EXERCISES TO COMPLETE:
[A] At what fold dilution were the human, buffalo, camel, goat, and sheep sera tested, according to the Ebola assay table?
[B] Please print the Ebola assay table from "Each sample was" up to and including "at 20-fold dilution.".
[C] Name every species whose sera are listed in the Ebola assay table.

Characterization of Ebola virus–specific neutralizing monoclonal antibodies, human sera, and animal sera in the Ebola PPNT assay.[a]

Sample and dilution	Luciferase activity, %[b]
	Mean (SD)	Range
Positive infection control	100
Mock-infection control	0.10 (0.03)	0.13–0.07
mAb133/316
640	0.92 (0.06)	0.88–0.99
5120	1.79 (1.56)	0.88–3.60
10240	3.18 (2.66)	0.86–6.09
20480	10.59 (5.01)	6.31–16.10
40960	16.88 (9.20)	7.11–25.36
81920	56.03 (35.26)	29.97–95.61
163840	79.93 (46.38)	31.92–124.50
327680	113.28 (14.33)	96.78–122.61
mAb266/8.1
640	0.82 (0.03)	0.80–0.86
5120	1.05 (0.56)	0.73–1.70
10240	7.13 (7.50)	0.75–15.39
20480	11.17 (3.57)	7.51–14.65
40960	13.02 (3.64)	9.42–16.70
81920	49.40 (5.33)	43.75–54.33
163840	110.54 (51.12)	53.22–151.41
327680	84.36 (36.1)	42.76–107.34
Human (n = 61)	55 (21)	19–113
Buffalo (n = 5)	34 (9)	22–46
Camel (n = 5)	30 (6)	23–39
Goat (n = 5)	80 (18)	52–100
Sheep (n = 5)	68 (16)	52–90

Each sample was tested in triplicate, and the mean value of the triplicate reactions was used in the subsequent analysis. Dilution is expressed as fold dilution in final reaction volume. Human, buffalo, camel, goat, and sheep were all at 20-fold dilution.

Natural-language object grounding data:
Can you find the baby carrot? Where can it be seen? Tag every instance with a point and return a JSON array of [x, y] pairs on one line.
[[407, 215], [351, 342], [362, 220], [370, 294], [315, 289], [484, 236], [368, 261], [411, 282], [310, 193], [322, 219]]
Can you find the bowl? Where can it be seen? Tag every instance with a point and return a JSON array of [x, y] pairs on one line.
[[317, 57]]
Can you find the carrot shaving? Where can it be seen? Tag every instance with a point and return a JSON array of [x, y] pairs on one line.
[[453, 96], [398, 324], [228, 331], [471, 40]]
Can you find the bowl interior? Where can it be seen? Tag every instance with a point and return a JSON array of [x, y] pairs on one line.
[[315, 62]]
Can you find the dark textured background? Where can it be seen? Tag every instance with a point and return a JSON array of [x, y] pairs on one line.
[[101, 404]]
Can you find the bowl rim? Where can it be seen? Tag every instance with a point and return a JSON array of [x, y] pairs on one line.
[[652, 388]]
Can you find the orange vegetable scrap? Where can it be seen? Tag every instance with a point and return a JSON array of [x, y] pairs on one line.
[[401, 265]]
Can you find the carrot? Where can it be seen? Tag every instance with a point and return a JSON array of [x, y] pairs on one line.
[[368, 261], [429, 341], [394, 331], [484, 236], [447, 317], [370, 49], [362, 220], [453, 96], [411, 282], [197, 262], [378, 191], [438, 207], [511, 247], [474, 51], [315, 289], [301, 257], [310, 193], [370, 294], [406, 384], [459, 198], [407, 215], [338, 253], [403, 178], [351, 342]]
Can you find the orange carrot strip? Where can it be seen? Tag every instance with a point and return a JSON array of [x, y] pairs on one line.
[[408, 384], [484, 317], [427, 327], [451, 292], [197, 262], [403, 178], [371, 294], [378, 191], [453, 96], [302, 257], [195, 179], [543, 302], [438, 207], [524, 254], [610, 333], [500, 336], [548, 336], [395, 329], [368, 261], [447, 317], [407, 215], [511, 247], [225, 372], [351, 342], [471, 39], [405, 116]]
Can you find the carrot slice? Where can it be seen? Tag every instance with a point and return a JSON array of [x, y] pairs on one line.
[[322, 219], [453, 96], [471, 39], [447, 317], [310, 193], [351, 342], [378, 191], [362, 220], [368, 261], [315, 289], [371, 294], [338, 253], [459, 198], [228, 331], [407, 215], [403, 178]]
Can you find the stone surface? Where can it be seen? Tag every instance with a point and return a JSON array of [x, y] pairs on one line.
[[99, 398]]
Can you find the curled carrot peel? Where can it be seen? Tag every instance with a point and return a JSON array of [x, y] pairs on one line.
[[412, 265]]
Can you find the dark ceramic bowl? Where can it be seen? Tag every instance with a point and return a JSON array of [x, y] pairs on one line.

---

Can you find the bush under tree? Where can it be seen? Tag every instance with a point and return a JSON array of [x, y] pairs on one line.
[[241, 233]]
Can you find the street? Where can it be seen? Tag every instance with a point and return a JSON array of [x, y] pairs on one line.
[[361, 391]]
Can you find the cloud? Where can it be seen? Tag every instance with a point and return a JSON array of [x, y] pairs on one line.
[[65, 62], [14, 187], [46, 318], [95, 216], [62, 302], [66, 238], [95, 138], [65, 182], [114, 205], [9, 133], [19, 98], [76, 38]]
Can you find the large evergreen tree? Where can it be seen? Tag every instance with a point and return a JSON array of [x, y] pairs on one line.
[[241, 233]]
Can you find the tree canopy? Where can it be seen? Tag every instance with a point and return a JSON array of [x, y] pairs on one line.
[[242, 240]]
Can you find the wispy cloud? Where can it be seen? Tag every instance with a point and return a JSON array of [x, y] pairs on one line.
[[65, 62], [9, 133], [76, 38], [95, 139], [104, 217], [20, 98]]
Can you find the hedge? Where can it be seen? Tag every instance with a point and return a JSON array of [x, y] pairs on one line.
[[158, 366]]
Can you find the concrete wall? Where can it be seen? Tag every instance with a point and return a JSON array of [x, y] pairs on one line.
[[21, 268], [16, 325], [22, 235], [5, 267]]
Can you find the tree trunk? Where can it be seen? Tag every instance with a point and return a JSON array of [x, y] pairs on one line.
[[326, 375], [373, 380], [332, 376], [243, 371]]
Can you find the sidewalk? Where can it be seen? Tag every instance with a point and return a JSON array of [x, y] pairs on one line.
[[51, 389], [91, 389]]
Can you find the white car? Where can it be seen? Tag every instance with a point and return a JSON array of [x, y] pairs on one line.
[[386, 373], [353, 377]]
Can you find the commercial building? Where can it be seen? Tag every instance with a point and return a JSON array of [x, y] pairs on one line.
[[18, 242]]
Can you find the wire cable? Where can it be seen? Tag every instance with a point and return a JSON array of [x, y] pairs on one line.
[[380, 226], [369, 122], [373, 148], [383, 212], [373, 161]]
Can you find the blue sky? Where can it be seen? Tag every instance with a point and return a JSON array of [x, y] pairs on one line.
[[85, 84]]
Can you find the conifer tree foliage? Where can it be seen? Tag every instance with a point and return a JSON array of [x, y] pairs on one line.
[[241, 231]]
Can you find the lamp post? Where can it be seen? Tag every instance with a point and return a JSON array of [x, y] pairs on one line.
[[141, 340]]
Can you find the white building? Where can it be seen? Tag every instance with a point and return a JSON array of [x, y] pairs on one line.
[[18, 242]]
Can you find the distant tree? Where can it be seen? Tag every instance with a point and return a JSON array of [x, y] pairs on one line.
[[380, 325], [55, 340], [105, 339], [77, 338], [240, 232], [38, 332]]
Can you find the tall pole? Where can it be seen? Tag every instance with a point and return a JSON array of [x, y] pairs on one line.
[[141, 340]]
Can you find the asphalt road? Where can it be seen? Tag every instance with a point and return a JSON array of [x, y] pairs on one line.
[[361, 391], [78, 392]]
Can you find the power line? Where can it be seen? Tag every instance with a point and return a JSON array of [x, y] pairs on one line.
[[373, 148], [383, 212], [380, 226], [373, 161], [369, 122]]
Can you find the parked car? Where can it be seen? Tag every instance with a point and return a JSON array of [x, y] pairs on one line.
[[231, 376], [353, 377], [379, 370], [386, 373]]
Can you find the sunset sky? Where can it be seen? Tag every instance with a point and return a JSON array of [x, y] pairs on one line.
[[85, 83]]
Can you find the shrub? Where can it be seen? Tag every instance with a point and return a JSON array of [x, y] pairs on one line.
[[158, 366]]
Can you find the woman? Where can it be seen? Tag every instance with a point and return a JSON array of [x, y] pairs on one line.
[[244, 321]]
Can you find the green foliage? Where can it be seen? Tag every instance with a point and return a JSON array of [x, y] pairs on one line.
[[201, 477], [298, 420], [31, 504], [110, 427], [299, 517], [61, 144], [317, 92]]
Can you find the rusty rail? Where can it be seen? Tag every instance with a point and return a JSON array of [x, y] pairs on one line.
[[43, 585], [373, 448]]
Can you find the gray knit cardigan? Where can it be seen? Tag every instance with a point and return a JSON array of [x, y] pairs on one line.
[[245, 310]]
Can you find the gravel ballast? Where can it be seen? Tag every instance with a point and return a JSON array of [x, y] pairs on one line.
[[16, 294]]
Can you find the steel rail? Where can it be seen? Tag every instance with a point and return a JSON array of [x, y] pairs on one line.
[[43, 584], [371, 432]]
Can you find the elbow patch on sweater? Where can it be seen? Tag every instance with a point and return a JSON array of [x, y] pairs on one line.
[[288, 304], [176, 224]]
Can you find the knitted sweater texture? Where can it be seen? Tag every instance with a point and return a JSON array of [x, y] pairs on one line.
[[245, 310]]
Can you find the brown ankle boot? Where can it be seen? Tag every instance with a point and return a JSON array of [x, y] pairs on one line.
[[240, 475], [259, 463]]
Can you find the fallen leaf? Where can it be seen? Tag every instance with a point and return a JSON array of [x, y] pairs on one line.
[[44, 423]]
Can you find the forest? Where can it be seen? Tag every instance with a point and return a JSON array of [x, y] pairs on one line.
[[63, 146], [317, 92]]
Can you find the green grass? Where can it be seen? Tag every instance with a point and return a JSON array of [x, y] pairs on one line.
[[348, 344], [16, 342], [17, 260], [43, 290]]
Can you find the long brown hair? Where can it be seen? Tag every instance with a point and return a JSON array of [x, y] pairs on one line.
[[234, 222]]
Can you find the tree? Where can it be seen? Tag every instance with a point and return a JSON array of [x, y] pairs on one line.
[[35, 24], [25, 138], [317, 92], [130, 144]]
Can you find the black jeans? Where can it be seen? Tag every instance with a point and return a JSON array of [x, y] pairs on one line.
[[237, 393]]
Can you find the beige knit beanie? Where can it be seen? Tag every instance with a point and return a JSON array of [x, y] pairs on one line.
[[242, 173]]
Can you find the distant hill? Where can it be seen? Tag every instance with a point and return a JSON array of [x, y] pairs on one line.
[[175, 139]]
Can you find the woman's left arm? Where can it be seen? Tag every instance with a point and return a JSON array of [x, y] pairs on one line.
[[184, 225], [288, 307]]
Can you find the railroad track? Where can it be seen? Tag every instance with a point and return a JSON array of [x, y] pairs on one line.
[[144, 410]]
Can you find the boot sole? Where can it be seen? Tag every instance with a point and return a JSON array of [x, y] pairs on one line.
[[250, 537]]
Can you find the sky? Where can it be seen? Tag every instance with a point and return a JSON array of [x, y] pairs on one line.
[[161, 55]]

WRITTEN ANSWERS:
[A] They were all tested at 20-fold dilution.

[B]
Each sample was tested in triplicate, and the mean value of the triplicate reactions was used in the subsequent analysis. Dilution is expressed as fold dilution in final reaction volume. Human, buffalo, camel, goat, and sheep were all at 20-fold dilution.

[C] Human, buffalo, camel, goat, sheep